▸ **PROVIDED TEXT**
::::::::::

A Heard County animal shelter owner who held pet adoption events in Coweta was arrested this week on charges of animal cruelty after authorities discovered the state of the shelter.
Wendy Brewer, owner of the Dogs Rock animal shelter, was charged with two counts of felony aggravated animal cruelty and two misdemeanor charges of misdemeanor animal cruelty and abandonment after Heard County animal control and code enforcement officials discovered the condition of the facilities at the shelter after returning some dogs to a residence.
“While they were out there, they observed what they said was a vulture that swooped down and grabbed hold of a puppy and tried to take off with it,” according to Lt. Dan Boswell of the Heard County Sheriff’s Office. “So the animal control officer and code enforcement officer intervened to protect the animal. While they were out there, they saw some conditions that were unfavorable for some animals.”

::::::::::

▸ **WHAT THE EXERCISE ASKS**
What comes next in the news report on the Heard County shelter owner's arrest? Write the next part of it, picking up after its final sentence. The listing is separate material that has no connection to the news report above.

Dataset excerpts on object pointing:

::::::::::

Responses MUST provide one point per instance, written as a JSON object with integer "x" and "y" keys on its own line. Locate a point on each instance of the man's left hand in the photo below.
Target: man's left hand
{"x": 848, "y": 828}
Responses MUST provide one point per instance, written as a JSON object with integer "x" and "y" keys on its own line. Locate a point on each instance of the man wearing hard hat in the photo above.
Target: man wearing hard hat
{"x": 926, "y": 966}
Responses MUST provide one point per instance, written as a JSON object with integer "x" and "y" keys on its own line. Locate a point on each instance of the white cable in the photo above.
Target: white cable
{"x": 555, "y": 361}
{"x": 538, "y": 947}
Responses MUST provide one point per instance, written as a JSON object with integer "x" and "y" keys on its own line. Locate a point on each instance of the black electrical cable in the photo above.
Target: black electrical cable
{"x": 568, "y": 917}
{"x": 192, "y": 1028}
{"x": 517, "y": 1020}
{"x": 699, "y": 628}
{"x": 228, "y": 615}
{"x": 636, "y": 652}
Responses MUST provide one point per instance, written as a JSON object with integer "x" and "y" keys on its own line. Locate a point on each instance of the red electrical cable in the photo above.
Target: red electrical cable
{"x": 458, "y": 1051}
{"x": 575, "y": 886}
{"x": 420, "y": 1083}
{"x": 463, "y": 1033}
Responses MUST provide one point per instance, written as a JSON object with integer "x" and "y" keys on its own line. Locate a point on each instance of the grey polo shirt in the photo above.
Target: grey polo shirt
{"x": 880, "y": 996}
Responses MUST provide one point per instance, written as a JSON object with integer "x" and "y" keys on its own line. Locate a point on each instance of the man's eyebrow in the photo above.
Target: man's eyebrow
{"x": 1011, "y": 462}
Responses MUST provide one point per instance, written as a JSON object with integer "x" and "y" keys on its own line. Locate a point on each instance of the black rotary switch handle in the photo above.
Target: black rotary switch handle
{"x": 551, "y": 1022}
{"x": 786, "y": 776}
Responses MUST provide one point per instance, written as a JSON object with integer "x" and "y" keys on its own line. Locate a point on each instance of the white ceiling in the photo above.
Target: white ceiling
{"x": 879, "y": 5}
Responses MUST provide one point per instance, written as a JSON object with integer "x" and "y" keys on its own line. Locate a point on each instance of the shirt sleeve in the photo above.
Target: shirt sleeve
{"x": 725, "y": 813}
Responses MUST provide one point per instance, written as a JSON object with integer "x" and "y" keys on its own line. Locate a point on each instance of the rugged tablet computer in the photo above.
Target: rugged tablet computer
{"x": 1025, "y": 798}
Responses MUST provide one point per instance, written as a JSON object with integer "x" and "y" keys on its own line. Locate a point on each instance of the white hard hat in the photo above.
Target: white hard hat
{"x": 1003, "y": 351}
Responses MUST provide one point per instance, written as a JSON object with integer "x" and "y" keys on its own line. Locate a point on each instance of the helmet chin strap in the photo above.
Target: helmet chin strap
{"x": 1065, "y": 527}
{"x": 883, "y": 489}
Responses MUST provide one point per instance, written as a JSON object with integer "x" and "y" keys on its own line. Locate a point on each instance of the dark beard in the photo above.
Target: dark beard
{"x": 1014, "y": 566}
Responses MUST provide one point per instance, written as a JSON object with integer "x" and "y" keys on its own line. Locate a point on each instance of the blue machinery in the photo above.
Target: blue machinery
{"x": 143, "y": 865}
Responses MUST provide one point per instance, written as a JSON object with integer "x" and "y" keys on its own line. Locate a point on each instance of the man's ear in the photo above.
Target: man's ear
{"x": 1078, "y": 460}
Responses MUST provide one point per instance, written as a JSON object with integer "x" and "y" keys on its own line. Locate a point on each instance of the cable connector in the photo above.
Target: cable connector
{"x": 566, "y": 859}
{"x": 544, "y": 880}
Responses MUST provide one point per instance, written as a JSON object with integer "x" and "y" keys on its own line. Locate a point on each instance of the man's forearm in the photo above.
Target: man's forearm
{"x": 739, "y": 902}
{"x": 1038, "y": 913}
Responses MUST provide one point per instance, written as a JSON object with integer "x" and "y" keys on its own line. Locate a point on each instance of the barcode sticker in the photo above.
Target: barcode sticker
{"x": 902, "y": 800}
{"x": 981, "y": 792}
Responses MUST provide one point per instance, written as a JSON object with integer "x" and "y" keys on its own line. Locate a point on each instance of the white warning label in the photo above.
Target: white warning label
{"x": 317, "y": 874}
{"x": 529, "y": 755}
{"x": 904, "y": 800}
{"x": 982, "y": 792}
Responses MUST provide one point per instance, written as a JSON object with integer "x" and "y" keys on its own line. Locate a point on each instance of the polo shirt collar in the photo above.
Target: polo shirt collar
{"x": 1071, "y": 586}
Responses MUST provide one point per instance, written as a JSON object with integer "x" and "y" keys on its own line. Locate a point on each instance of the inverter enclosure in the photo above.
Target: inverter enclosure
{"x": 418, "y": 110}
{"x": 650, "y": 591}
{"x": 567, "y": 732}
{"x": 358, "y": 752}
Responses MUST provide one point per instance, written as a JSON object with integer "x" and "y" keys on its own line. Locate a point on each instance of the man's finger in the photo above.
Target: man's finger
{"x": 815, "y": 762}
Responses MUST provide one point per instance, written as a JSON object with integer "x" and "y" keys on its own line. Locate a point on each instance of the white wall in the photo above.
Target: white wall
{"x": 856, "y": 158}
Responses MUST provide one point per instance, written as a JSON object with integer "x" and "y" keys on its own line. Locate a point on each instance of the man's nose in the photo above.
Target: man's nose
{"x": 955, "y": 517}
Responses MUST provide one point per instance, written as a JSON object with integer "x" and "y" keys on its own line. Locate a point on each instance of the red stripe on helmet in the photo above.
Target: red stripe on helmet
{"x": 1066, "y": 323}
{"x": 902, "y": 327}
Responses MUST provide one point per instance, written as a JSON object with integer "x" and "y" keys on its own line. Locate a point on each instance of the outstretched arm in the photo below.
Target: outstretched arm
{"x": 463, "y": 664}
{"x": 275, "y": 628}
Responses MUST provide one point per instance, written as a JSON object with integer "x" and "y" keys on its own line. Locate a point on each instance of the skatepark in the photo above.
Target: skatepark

::::::::::

▸ **ANSWER FOR THIS EXERCISE**
Among some of the finds made by animal control was “a lot of animals” in bad condition, including some with their skeletal muscles and bones showing. Another animal was dead and had been partially consumed by maggots, Boswell said. A search warrant was executed by Heard County Sheriff’s deputies around 9 a.m. Thursday, and the county received assistance from agencies across the state, including Coweta, Cherokee, Forsyth, Troup, Carroll and Meriwether counties. The Atlanta Humane Society was also on site to assist.
Boswell said authorities found approximately 200 animals, and veterinarians are examining each animal, documenting their condition as evidence.
“When this gets done, additional charges will be brought to the owner of this particular business,” Boswell said.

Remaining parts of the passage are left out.